_Description of the task_
Repeat the data that follows, word for word, without the images.

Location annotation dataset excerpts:
★ ★ ★

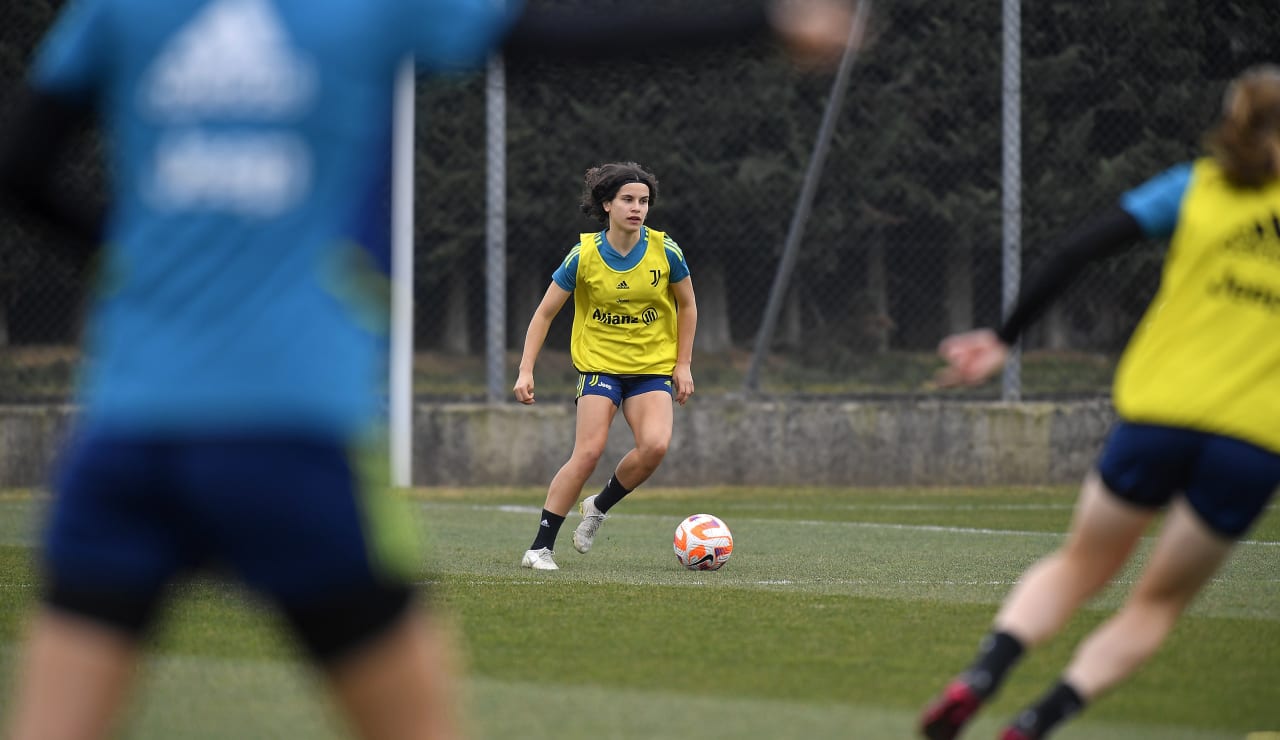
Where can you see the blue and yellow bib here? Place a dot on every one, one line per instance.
(1206, 353)
(624, 320)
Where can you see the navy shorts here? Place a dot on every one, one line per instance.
(292, 517)
(1228, 482)
(618, 388)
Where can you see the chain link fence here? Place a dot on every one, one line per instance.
(904, 240)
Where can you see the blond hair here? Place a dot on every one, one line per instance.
(1246, 141)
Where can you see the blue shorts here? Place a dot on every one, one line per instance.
(618, 388)
(1228, 482)
(289, 516)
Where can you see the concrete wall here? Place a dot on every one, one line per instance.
(717, 442)
(780, 443)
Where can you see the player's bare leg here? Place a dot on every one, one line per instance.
(1102, 535)
(72, 681)
(650, 419)
(592, 432)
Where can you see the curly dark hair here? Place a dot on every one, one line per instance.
(602, 183)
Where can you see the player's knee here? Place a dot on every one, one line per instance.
(339, 626)
(653, 450)
(588, 456)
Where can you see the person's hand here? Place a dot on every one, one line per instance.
(682, 379)
(816, 32)
(524, 388)
(972, 357)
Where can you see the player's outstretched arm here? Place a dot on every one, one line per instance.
(534, 338)
(813, 31)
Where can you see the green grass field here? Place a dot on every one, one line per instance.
(839, 615)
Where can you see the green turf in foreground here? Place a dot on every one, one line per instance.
(840, 613)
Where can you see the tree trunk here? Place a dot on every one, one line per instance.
(791, 324)
(1057, 332)
(881, 324)
(528, 293)
(456, 337)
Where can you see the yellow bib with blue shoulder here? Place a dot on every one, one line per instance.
(1207, 352)
(624, 320)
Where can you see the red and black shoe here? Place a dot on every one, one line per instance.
(947, 715)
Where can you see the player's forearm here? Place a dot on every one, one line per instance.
(1104, 236)
(686, 325)
(562, 35)
(534, 338)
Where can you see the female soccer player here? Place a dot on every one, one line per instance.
(231, 377)
(634, 321)
(1197, 394)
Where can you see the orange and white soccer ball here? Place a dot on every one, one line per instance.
(703, 543)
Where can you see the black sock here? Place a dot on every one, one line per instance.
(547, 530)
(997, 653)
(1060, 703)
(611, 494)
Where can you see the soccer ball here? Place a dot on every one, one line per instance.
(703, 543)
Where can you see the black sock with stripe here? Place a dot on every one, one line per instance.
(997, 653)
(548, 529)
(611, 494)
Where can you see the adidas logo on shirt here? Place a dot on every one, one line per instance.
(234, 58)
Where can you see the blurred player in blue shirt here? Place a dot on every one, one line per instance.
(229, 394)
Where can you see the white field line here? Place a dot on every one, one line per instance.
(533, 510)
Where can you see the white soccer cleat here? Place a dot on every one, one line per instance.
(539, 560)
(592, 520)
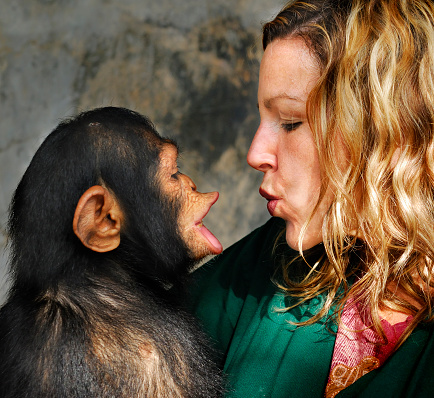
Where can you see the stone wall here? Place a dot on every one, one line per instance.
(190, 65)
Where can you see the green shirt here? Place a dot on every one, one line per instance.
(264, 355)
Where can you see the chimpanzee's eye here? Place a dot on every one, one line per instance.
(175, 176)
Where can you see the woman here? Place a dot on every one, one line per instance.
(346, 145)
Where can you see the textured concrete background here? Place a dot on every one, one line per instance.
(190, 65)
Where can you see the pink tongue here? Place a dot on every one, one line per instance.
(217, 246)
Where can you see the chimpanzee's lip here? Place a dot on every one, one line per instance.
(215, 245)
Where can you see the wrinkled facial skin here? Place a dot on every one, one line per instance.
(283, 147)
(194, 205)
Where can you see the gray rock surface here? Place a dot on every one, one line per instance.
(190, 65)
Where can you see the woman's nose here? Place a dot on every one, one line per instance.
(261, 155)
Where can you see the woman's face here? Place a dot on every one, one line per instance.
(283, 147)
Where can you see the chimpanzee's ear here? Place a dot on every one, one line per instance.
(97, 220)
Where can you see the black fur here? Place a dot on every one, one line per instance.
(79, 323)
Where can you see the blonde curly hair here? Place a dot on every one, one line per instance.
(375, 99)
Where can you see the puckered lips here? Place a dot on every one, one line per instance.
(213, 243)
(272, 201)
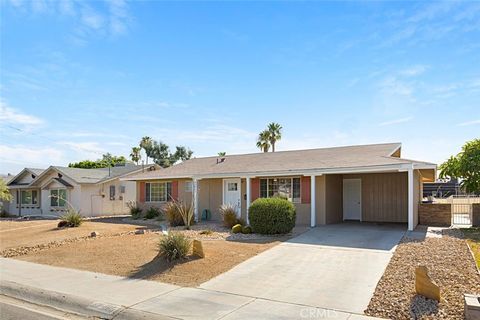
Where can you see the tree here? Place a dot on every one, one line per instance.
(147, 144)
(465, 166)
(5, 194)
(135, 154)
(161, 155)
(108, 160)
(275, 134)
(263, 140)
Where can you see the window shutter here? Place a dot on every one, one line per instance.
(142, 188)
(255, 189)
(174, 190)
(305, 190)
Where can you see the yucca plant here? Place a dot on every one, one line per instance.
(72, 218)
(174, 246)
(229, 215)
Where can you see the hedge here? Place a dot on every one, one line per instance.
(272, 216)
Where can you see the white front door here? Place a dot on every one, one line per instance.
(352, 199)
(232, 193)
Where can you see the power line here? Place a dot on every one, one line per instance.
(49, 139)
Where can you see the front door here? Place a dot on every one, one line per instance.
(232, 193)
(352, 199)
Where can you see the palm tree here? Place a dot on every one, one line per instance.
(275, 133)
(135, 154)
(146, 144)
(263, 140)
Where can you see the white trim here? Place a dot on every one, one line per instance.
(239, 189)
(347, 170)
(312, 201)
(195, 199)
(410, 199)
(249, 197)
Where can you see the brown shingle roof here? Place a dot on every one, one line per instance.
(283, 161)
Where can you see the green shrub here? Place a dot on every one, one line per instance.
(174, 246)
(152, 212)
(173, 214)
(135, 211)
(246, 229)
(237, 228)
(72, 218)
(272, 216)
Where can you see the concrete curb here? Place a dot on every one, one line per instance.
(74, 304)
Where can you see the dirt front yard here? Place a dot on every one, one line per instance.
(119, 251)
(450, 265)
(16, 233)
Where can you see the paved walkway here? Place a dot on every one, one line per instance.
(122, 298)
(335, 267)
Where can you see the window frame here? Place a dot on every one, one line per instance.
(270, 182)
(57, 199)
(31, 203)
(167, 186)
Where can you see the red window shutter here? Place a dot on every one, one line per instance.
(175, 189)
(255, 189)
(142, 190)
(305, 190)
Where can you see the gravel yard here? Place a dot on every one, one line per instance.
(450, 265)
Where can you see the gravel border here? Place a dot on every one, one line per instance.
(450, 265)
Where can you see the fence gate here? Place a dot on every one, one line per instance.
(462, 209)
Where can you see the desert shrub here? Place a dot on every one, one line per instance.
(135, 210)
(272, 216)
(229, 215)
(152, 212)
(246, 229)
(237, 228)
(173, 213)
(72, 218)
(174, 246)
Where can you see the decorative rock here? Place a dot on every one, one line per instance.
(198, 249)
(472, 307)
(424, 285)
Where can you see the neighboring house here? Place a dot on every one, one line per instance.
(94, 192)
(443, 189)
(366, 183)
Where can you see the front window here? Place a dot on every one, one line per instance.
(288, 188)
(158, 191)
(29, 197)
(58, 197)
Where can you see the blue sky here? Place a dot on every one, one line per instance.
(82, 78)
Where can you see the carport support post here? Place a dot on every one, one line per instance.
(195, 199)
(249, 198)
(312, 201)
(410, 199)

★ ★ ★

_Result of this exercise_
Where can you see the blue and yellow bib here? Place a dot on every one, one line per instance.
(1206, 353)
(624, 320)
Where can you see the navy shorts here? Place a dot on every one, one line per instance.
(292, 517)
(1228, 482)
(618, 388)
Where can you see the chain link fence here? Place a dot on every one, one line per instance.
(904, 240)
Where can you see the blond hair here? Place a dot on every one, one line per instance.
(1246, 141)
Where can you see the blue shorts here? Place a dot on every one, one line per instance.
(618, 388)
(1228, 482)
(289, 516)
Where can you see the concrete wall here? Place a dot on every one, one line per instance.
(717, 442)
(780, 443)
Where can you see the player's bare leg here? Place a dot on every one, one line per instance.
(1102, 535)
(72, 681)
(650, 419)
(592, 432)
Where can you see the curly dark hair here? Place a dot on every one, one line per instance.
(602, 183)
Where can you see the player's knee here? Place a dot on every one, one line per instance.
(339, 626)
(653, 450)
(588, 456)
Where can you see the person's hand here? Place a dot on every one, one line per instance.
(682, 379)
(816, 32)
(524, 388)
(972, 357)
Where can you see the player's outstretched arm here? Place a dot on every one, one line per instance.
(534, 338)
(813, 31)
Where can you see the green grass field here? Place a dot on every one, one line per instance.
(839, 615)
Where can you see the green turf in foreground here? Place a dot on every one, one line per instance.
(840, 613)
Where can you see the tree trunk here? Place a dot on every one, one line per instance.
(791, 324)
(1057, 332)
(881, 324)
(528, 293)
(456, 337)
Where can you see the yellow bib with blue shoulder here? Place a dot on every one, one line per instance.
(1207, 352)
(624, 320)
Where can you see the red and black shoe here? Place a dot on every one, one line per instance.
(947, 715)
Where can you see the player's forearm here? Place a dot on every one, one line per instance.
(1104, 236)
(686, 325)
(562, 35)
(534, 338)
Where can you see the female soccer player here? Place a dot on every one, one line per instance.
(231, 377)
(634, 321)
(1197, 394)
Where can you see the orange and white soccer ball here? Place a dot on every one, one line per instance.
(703, 543)
Where can you see the black sock here? Place a dot on every one, one line per instance.
(547, 530)
(997, 653)
(1060, 703)
(611, 494)
Where can you see the soccer ball here? Place a dot on every one, one line per instance.
(703, 543)
Where can you see the black sock with stripe here? Place a dot on every one, one line per instance.
(997, 653)
(548, 529)
(611, 494)
Where can you see the adidas logo on shirt here? Place a dot on every one, one line per instance.
(234, 58)
Where can you see the blurred player in blue shirt here? Place a dot on every one, one line per instance.
(229, 394)
Where can you see the white field line here? Place a dot on every one, one line per instance.
(533, 510)
Where can you see the white soccer cleat here? Place a dot on every one, one line per instance.
(539, 560)
(592, 520)
Where can you see the stone wall here? Place a dot on every one, one line per instance.
(190, 65)
Where can you see the green shirt here? Place a dot on every one, one line per instance.
(264, 355)
Where can you see the chimpanzee's eye here? Place a dot on every one, one line per instance.
(175, 176)
Where can you see the woman here? Place a dot on every one, one line per instance.
(346, 145)
Where can you see the textured concrete background here? Place a dot on every one, one line per instance.
(190, 65)
Where can you see the pink tongue here? Place a dot on every one, one line per instance.
(217, 246)
Where can you see the chimpanzee's lip here? Place a dot on every one, one line per instance.
(215, 245)
Where can you see the wrinkled facial skin here? Place a dot on every one, one line per instance.
(283, 147)
(194, 205)
Where can you see the gray rock surface here? Place a dot on every one, one line per instance.
(190, 65)
Where can you see the woman's nose here? Place a dot on every one, one line per instance.
(261, 155)
Where can you see the woman's face here? Place a dot on every one, one line per instance.
(283, 147)
Where can you see the chimpanzee's ear here? Place a dot on every one, one line per instance.
(97, 220)
Where can you see the black fur here? Place a dot on every one, one line per instance.
(79, 323)
Where can you see the blonde curly hair here? Place a dot on every one, one line per instance.
(375, 99)
Where can you see the puckered lips here? Place a dot on every one, one line per instance.
(213, 243)
(272, 201)
Where can you see the tree here? Place a dot on every one, one line per instance.
(147, 144)
(465, 166)
(5, 194)
(135, 154)
(161, 155)
(108, 160)
(275, 134)
(263, 140)
Where can you see the window shutter here? Place a dot on every one, one line per instance.
(142, 188)
(255, 189)
(174, 190)
(305, 190)
Where can you see the yucca plant here? Place a dot on every one, one line per instance.
(72, 218)
(174, 246)
(229, 215)
Where can you see the hedge here? Place a dot on every one, one line per instance.
(272, 216)
Where can you see the white front door here? Place a dot on every one, one line per instance.
(352, 199)
(232, 193)
Where can you see the power line here? Place a dot on every one, one line per instance.
(49, 139)
Where can you see the front door here? Place a dot on every one, one line per instance.
(232, 193)
(352, 199)
Where can you see the palm tree here? Place a dot on every one, one line per instance.
(275, 133)
(135, 154)
(146, 144)
(263, 140)
Where can you see the white trim here? Place a dot on every one, one line per instance.
(239, 189)
(347, 170)
(312, 201)
(195, 199)
(410, 199)
(249, 197)
Where can you see the brown shingle roof here? Place a dot on every one, one line per instance.
(283, 161)
Where can you see the green shrub here? Place a dot on every one, one line per instance.
(174, 246)
(152, 212)
(173, 214)
(135, 211)
(246, 229)
(237, 228)
(72, 218)
(272, 216)
Where can you see the concrete curb here? Place a dot on every one, one line per instance.
(74, 304)
Where can you see the dirt front yard here? Place a dot on every one, one line per instance.
(119, 251)
(450, 265)
(16, 233)
Where can you see the paved walkway here? Place a dot on every one, one line per instance.
(122, 298)
(335, 267)
Where can you see the window frame here? Place a dot on every one, one line per instance.
(270, 182)
(57, 199)
(31, 203)
(167, 186)
Where can you see the red window shutter here? Place a dot on every one, one line per instance.
(175, 189)
(255, 189)
(142, 190)
(305, 190)
Where can you see the gravel yard here? Place a dot on every one, one line per instance.
(450, 265)
Where can you see the gravel border here? Place a dot on every one, one line per instance.
(450, 265)
Where can you see the fence gate here? Place a dot on every one, one line per instance.
(462, 209)
Where can you see the desert shrub here? Place a dot on every one, one line per instance.
(135, 210)
(272, 216)
(229, 215)
(152, 212)
(246, 229)
(237, 228)
(173, 213)
(72, 218)
(174, 246)
Where can you see the decorative rock here? Place a dot on every one, one line per instance.
(198, 249)
(472, 307)
(424, 285)
Where can you see the neighboring house here? Place a dot on every one, one line per instance.
(94, 192)
(443, 189)
(366, 183)
Where can you see the front window here? Place a dot on every one, one line per instance.
(288, 188)
(158, 191)
(29, 197)
(58, 197)
Where can you see the blue sky here? Place a dot on every one, one line per instance.
(82, 78)
Where can you see the carport support post here? Place a dot on every one, one line per instance.
(195, 199)
(249, 198)
(312, 201)
(410, 199)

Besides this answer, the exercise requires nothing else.